Texte:

Tendre, triste, émouvant, souriant
C’est par une nouvelle intitulée « Première communion » que tout a commencé. La scénariste Julie Guerlan a en effet reçu pour celle-ci le Prix de la RTBF puis celui de la Communauté française de Belgique dans le cadre de « La Fureur de lire » avant d’en faire un magnifique roman éponyme paru en 2005 pour lequel on lui a remis le Prix Laurent Degraeve.
Première communion, par la tristesse qui y est évoquée avec beaucoup de tendresse, est un roman émouvant et souriant qui n’est pas sans rappeler le très beau film My life as a dog du réalisateur suédois Lasse Hallström qui met en scène un enfant qui accumule les malheurs, mais qui relativise tout en se comparant à la chienne Laïka envoyée dans l’espace, dont le sort était bien pire que le sien. C’est un peu ce que fait l’héroïne de Julie Guerlan aux prises avec une mère qui ne s’occupe pas beaucoup d’elle mais qui peut être merveilleuse quand elle y met le temps et l’énergie; un père qui émet des doutes sur le fait qu’il n’est peut-être pas son père biologique, mais qui sait être formidable lui aussi; une grand-mère qui a une phobie de la saleté et des microbes, mais à laquelle elle est très attachée; une petite sœur dont elle aurait parfois envie de se débarrasser, mais qui lui est essentielle, et quelques autres.

[Entrées du jeu de données]
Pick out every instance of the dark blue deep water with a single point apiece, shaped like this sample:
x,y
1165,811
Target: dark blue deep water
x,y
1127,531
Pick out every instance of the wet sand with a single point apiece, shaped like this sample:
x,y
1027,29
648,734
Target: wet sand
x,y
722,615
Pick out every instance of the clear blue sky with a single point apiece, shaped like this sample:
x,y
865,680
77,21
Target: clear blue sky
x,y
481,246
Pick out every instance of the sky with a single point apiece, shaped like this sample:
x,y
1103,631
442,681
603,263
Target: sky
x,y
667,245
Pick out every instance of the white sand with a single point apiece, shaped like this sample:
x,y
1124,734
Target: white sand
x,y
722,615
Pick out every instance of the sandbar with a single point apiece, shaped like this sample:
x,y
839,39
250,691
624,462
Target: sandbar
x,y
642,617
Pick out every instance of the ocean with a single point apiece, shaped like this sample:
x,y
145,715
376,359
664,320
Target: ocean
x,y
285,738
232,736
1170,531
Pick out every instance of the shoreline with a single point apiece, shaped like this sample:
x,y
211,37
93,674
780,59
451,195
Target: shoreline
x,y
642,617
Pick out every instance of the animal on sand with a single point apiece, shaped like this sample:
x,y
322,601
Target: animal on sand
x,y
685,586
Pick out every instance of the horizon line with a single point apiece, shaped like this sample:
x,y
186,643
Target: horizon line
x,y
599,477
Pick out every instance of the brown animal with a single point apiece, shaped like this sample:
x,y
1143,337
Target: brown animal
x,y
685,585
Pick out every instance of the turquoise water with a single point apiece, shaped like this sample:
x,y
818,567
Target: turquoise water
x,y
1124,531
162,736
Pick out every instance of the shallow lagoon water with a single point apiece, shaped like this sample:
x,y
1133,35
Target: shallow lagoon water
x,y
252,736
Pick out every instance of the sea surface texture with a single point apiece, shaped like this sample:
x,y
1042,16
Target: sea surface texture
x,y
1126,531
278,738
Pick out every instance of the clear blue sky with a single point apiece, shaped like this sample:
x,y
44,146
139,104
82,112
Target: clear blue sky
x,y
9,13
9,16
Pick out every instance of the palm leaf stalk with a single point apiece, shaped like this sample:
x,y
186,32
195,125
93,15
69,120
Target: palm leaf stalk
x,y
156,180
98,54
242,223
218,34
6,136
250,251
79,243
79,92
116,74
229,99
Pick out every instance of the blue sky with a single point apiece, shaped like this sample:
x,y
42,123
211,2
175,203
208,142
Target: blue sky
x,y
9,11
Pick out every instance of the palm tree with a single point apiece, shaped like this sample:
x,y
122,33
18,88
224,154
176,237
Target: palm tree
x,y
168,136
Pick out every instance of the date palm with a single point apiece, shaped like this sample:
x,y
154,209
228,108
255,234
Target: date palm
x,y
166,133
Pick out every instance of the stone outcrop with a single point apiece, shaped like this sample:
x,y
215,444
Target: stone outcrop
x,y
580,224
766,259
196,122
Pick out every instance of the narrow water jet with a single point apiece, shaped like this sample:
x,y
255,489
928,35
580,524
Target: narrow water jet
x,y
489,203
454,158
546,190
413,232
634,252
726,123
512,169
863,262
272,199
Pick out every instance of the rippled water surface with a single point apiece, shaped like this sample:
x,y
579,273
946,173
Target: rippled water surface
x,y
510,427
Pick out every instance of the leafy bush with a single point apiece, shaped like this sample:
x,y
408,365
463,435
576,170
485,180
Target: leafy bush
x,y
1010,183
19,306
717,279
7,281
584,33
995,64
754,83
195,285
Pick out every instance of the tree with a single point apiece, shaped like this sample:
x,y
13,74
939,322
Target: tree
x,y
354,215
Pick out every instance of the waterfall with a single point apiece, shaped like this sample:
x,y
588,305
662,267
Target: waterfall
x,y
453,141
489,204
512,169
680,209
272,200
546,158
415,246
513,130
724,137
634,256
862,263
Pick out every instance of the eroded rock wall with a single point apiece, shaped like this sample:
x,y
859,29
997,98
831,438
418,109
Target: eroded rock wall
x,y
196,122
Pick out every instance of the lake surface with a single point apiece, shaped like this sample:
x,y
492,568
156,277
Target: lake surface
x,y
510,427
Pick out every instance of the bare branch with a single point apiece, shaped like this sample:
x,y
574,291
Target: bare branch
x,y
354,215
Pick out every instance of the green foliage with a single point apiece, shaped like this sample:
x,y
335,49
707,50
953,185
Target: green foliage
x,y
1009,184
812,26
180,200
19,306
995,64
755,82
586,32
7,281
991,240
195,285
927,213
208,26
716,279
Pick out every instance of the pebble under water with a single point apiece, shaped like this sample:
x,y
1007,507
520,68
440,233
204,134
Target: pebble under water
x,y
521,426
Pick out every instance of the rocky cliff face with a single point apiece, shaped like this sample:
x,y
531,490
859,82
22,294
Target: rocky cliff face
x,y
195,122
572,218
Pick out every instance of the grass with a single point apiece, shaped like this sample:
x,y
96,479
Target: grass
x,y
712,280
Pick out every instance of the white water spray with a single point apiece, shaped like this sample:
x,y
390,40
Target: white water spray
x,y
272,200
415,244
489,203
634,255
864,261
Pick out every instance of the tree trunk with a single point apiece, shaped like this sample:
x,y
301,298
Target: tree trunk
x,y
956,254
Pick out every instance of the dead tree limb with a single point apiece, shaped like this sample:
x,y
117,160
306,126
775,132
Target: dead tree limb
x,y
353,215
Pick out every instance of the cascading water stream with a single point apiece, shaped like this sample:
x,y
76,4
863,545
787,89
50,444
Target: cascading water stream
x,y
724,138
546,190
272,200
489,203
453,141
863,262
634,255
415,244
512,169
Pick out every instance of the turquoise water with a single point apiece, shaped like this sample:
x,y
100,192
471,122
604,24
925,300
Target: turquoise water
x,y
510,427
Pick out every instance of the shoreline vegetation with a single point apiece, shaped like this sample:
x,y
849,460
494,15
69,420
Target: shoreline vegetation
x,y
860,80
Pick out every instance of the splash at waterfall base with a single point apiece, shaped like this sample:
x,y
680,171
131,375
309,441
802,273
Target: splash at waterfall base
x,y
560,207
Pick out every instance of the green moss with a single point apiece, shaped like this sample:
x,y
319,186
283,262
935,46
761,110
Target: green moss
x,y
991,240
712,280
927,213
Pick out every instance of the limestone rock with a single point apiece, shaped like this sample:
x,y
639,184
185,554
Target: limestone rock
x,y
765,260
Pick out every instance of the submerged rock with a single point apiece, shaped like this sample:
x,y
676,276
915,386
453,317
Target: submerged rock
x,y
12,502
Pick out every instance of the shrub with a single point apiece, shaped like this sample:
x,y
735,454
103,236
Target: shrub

Travail à réaliser:
**a)** Dans le texte sur le roman Première communion, échangez « scénariste » contre « romancière » et recopiez le passage qui commence aux mots « Tendre, triste, émouvant, souriant » et s'arrête après « Prix Laurent Degraeve. ».
**b)** Poursuivez le texte sur le roman Première communion à partir de l'endroit où il s'arrête.

Réponses par point:
**a)**
Tendre, triste, émouvant, souriant
C’est par une nouvelle intitulée « Première communion » que tout a commencé. La romancière Julie Guerlan a en effet reçu pour celle-ci le Prix de la RTBF puis celui de la Communauté française de Belgique dans le cadre de « La Fureur de lire » avant d’en faire un magnifique roman éponyme paru en 2005 pour lequel on lui a remis le Prix Laurent Degraeve.

**b)**
Tout cela donne lieu à des scènes souvent savoureuses, dont la plupart sont inspirées par la propre vie de la romancière qui, pendant des années, a noté sur des bouts de papier des morceaux d’enfance qu’elle a utilisés pour donner corps à l’histoire et aux personnages de ce roman doux amer qui nous transporte au cœur des années 70 dans une Belgique où la ligne de démarcation est bien distincte entre Wallons et Flamands.
Un beau, un très beau roman sur l’enfance, sur ses misères et ses joies, par une petite fille qui n’a pas froid aux yeux et à qui poser des questions ne fait pas peur. Un beau, un très beau premier roman, qui aura sept ans cette année et qui nous fait nous demander quand Julie Guerlan nous donnera le second. Ne serait-ce que pour des phrases pleines d’enchantement comme celle-ci :
Le chocolat me prive de tous mes mots parce que les papilles de ma langue se pâment de plaisir dans ma bouche, en oubliant tout leur vocabulaire.
Lu dans le cadre du Challenge « Littérature belge ».